_ESERCIZI:_
• A. Ricopia fedelmente un passo del testo sul Parco Agricolo Sud: parti dalle parole "La gestione delle" e fermati dopo "sulle grandi opere.".
• B. Secondo il testo sul Parco Agricolo Sud, quanti voti a favore e quanti contrari ha ottenuto la pratica per trasformare parte del Parco in Parco Naturale?
• C. Prosegui il testo sul Parco Agricolo Sud dal punto in cui si ferma.

_TESTO ESTRATTO:_
++++++++++

Il Parco Agricolo Sud verso il Parco Naturale

La gestione delle specie aliene al momento è in mano alla Regione Lombardia, ma le cose potrebbero cambiare a breve. Il PAS ha iniziato il processo di riqualificazione di sette aree presenti al suo interno. Corrispondono al 15% della superficie del Parco Agricolo Sud Milano, circa 7000 ettari sui 47mila totali. Se queste aree fossero riconosciute come Parco Naturale, diverse decisioni che oggi sono gestite dalla Regione Lombardia passerebbero al consiglio direttivo del Parco Agricolo Sud Milano. Non solo i piani per il contenimento delle specie aliene, ma l’accesso a finanziamenti riservati ai parchi riconosciuti e il parere vincolante e non solo consultivo sulle grandi opere.

La pratica per la qualificazione di parte del Parco Agricolo Sud a Parco Naturale è stata già approvata dal Consiglio direttivo e dall’Assemblea dei sindaci del Parco Agricolo Sud. 42 voti a favore e 11 contrari. La decisione finale spetta alla Regione Lombardia, che potrebbe intervenire sulla ridefinizione dei confini o sollevare obiezioni. La qualificazione di alcune aree a Parco Naturale, secondo Olivero, «non andrebbe a scontrarsi con la definizione di parco agricolo del Parco Agricolo Sud, anzi lo valorizzerebbe, associando al concetto di agricoltura quello di naturalità». Per gli agricoltori questo passaggio non causerebbe variazioni nelle norme da seguire. La conversione a Parco naturale di parte del PAS imporrebbe tre vincoli nuovi, a favore dell’attività agricola: il divieto di costruire cave, il divieto di costruire impianti di trattamento dei rifiuti e il divieto di caccia.

Parco Agricolo Sud e ForestaMi

Un altro progetto in corso che riguarda il Parco Agricolo Sud è ForestaMi. Il progetto di riforestazione della città metropolitana di Milano con l’obiettivo di piantare 3 milioni di alberi entro il 2030 a Milano e hinterland. L’ente Parco Agricolo Sud Milano è tra i promotori del progetto. Anche perché l’area del Parco vedrà la messa a dimora di alberi – non sui terreni agricoli, che svolgono già la loro funzione ambientale – ma sulle ripe e sui terreni marginali. ForestaMi divide gli agricoltori, come spiega Olivero.

++++++++++

_DATI DA ESAMINARE:_
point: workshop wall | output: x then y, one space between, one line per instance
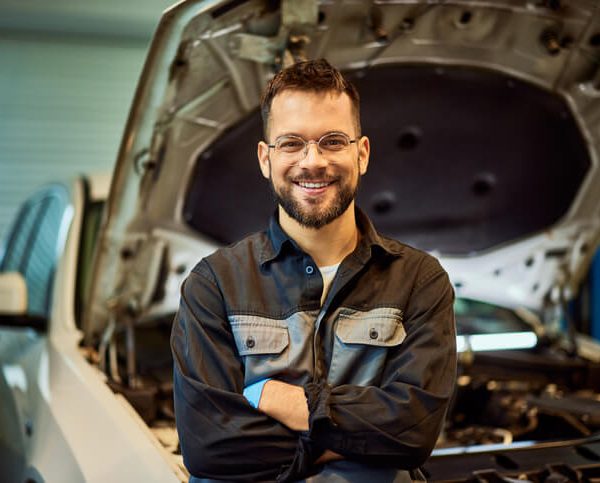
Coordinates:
63 104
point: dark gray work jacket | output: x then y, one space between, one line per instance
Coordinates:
377 360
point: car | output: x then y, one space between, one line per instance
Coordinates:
484 121
59 420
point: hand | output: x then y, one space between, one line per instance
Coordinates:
286 403
327 456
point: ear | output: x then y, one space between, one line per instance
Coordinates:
364 149
262 152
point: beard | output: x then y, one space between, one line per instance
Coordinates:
318 216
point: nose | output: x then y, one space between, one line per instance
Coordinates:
313 157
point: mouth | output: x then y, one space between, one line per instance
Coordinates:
314 187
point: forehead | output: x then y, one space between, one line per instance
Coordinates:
310 114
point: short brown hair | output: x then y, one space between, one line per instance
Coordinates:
311 76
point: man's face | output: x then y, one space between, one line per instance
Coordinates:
317 188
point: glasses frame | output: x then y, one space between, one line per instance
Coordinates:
312 141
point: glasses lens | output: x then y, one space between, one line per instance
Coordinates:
289 145
334 142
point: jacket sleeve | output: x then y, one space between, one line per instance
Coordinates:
396 423
221 434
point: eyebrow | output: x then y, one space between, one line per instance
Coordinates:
300 136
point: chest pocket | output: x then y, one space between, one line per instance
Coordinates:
262 343
361 343
383 331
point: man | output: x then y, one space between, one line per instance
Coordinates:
318 349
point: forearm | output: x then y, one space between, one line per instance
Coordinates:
286 403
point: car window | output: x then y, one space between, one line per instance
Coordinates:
89 234
476 317
33 245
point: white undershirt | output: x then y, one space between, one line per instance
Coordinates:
328 274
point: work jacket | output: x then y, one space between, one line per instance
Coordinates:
377 360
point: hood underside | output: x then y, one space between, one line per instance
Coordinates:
484 120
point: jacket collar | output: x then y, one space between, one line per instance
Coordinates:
370 240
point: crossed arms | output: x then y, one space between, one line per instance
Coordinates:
297 428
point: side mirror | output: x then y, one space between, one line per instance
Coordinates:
13 303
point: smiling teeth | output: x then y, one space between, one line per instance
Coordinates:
313 185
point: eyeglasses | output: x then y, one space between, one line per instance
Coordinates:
296 148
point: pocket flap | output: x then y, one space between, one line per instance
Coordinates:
253 339
382 330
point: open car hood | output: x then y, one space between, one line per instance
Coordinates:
484 119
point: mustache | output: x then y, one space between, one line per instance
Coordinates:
314 177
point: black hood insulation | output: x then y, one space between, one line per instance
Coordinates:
462 159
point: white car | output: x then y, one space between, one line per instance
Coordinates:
59 421
484 119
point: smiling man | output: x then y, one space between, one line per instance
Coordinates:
316 350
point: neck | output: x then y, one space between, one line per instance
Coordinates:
328 245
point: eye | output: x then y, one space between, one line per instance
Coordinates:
290 145
334 142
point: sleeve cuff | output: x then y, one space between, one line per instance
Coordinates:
253 392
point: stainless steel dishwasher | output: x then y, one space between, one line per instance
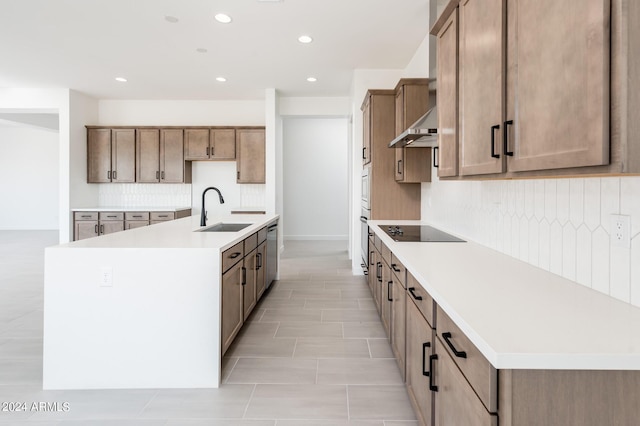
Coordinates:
272 253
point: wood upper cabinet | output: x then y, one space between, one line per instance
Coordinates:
111 155
148 155
557 84
481 86
172 165
210 144
413 165
222 144
250 151
447 42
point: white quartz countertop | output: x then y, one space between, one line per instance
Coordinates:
520 316
179 233
131 209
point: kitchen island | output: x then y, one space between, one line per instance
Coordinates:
138 309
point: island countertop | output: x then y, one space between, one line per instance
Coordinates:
520 316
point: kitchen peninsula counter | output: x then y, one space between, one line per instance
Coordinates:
138 309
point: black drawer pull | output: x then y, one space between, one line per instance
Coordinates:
506 138
493 141
460 354
425 345
412 290
432 387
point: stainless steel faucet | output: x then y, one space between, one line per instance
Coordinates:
203 213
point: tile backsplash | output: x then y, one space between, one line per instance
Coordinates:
561 225
144 195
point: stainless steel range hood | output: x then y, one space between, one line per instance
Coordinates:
421 134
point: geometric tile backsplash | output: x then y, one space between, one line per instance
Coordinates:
561 225
144 195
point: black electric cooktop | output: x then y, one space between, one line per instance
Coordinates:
423 233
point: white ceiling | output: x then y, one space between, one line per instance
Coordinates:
85 44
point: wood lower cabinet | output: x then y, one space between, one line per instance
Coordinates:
455 400
232 301
420 345
250 156
111 155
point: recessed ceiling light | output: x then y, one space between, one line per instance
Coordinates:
222 18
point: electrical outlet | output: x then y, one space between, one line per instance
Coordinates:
106 276
620 231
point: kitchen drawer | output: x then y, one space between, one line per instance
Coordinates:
250 243
423 301
475 367
85 215
262 235
162 215
232 256
386 253
399 270
136 215
111 216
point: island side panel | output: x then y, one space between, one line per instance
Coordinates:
157 326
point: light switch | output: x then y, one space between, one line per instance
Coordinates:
106 276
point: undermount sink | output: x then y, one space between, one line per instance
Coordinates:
226 227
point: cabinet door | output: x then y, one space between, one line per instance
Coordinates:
148 155
109 227
455 402
232 316
85 229
171 156
419 349
98 155
447 41
366 131
261 270
223 144
398 323
481 86
249 284
196 144
123 155
251 156
558 84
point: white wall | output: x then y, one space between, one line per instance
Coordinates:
29 173
316 178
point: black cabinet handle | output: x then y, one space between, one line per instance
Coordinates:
460 354
506 138
425 345
493 141
412 290
432 387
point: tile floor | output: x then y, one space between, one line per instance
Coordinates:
313 353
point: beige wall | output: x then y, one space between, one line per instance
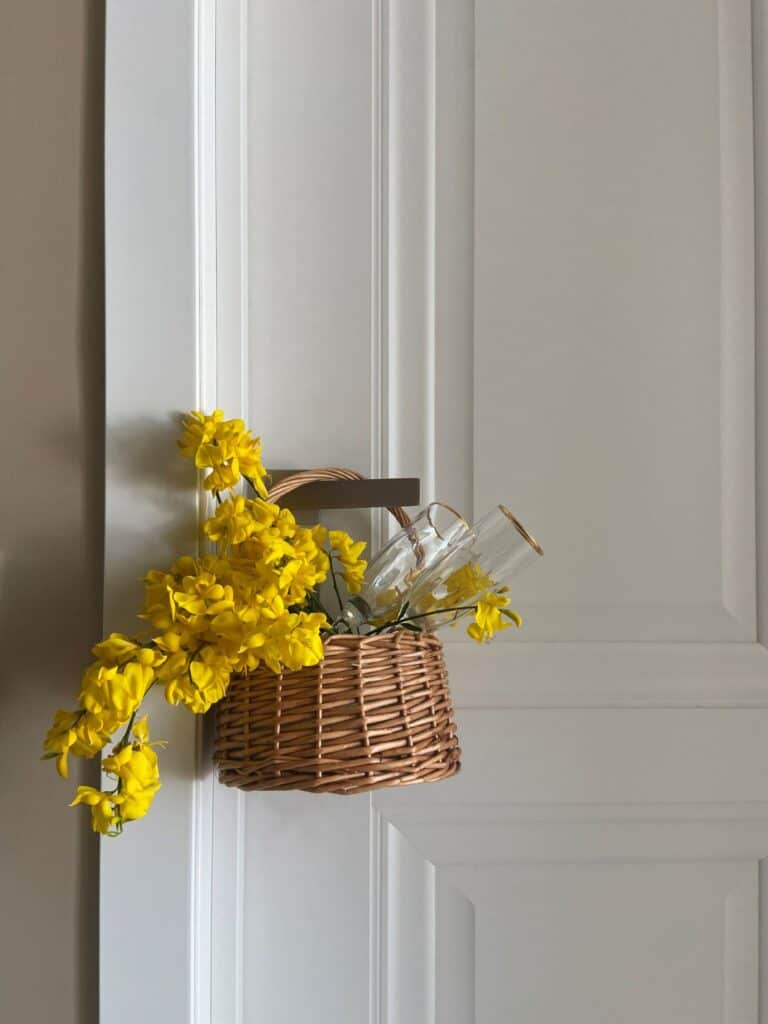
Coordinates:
51 397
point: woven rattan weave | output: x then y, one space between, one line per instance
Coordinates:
376 712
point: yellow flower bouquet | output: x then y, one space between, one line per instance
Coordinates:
255 600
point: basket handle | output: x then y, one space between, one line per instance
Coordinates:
289 483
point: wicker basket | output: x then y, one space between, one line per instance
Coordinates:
376 712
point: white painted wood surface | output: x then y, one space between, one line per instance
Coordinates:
514 243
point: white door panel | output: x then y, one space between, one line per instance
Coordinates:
508 247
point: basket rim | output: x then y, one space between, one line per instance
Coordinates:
396 636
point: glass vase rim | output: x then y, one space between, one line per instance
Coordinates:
528 538
451 509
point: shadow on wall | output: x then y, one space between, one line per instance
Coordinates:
51 394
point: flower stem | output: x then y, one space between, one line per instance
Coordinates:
425 614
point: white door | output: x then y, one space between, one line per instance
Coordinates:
508 247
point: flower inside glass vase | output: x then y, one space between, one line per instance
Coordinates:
419 548
474 578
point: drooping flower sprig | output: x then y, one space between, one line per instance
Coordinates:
253 600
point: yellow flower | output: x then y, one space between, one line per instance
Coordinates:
465 584
115 691
135 766
294 641
225 448
232 522
348 552
199 436
489 616
79 733
104 816
202 594
203 684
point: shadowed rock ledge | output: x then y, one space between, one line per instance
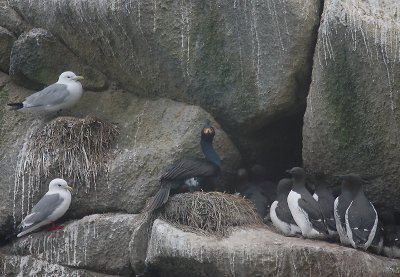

++++++++++

_SOLUZIONI:_
• A.
La gestione delle specie aliene al momento è in mano alla Regione Lombardia, ma le cose potrebbero cambiare a breve. Il PAS ha iniziato il processo di riqualificazione di sette aree presenti al suo interno. Corrispondono al 15% della superficie del Parco Agricolo Sud Milano, circa 7000 ettari sui 47mila totali. Se queste aree fossero riconosciute come Parco Naturale, diverse decisioni che oggi sono gestite dalla Regione Lombardia passerebbero al consiglio direttivo del Parco Agricolo Sud Milano. Non solo i piani per il contenimento delle specie aliene, ma l’accesso a finanziamenti riservati ai parchi riconosciuti e il parere vincolante e non solo consultivo sulle grandi opere.

• B. 42 voti a favore e 11 contrari.

• C.
«Una parte del mondo agricolo ritiene le piantumazioni un fastidio per le lavorazioni agricole, soprattutto per le pulizie dei fossi; un’altra parte, composta da agricoltori biologici e non intensivi, ritiene la protezione ambientale. Ovvero la presenza delle alberature, un controllo contro i venti forti, per la nidificazione di uccelli che a loro volta controllano i parassiti, per i parassiti antagonisti: c’è un equilibrio ecologico che sfrutta in modo positivo la presenza delle alberature».

Agricoltura Rigenerativa – definizioni

Il modello di agricoltura rigenerativa è caratterizzato dall’utilizzo di quattro tecniche. Variano a seconda del tipo di coltura, del clima e delle caratteristiche dei suoli. Tutte utili a raggiungere l’obiettivo di un’agricoltura integrata nell’ecosistema, che ne rispetti la biodiversità e che porti a una rigenerazione della sostanza organica. La prima tecnica è il minimo disturbo del suolo da parte di mezzi meccanici, in modo da non liberare carbonio nell’atmosfera per mezzo dell’aratura e di non danneggiare lo strato di sostanza organica. Il secondo fattore che porta alla rigenerazione dell’humus è mantenere una rotazione di colture. La coltivazione a monocolture, per quanto sia più efficiente da un punto di vista economico, rendono sterile il suolo. Cosa che porta a aumentare l’uso di fertilizzanti chimici, i quali innescano un circolo vizioso di desertificazione.

Un’agricoltura rigenerativa è un modello che porta alla rigenerazione dell’ambiente circostante. Un’altra tecnica utile in questo senso è mettere a dimora a ridosso dei campi coltivati alberi, siepi e arbusti, in modo che ci siano delle radici vive presenti nel suolo alimentino e facciano crescere lo strato di sostanza organica. Una quarta e ultima tecnica, usata non sempre, è la rotazione di pascoli sui suoli agricoli.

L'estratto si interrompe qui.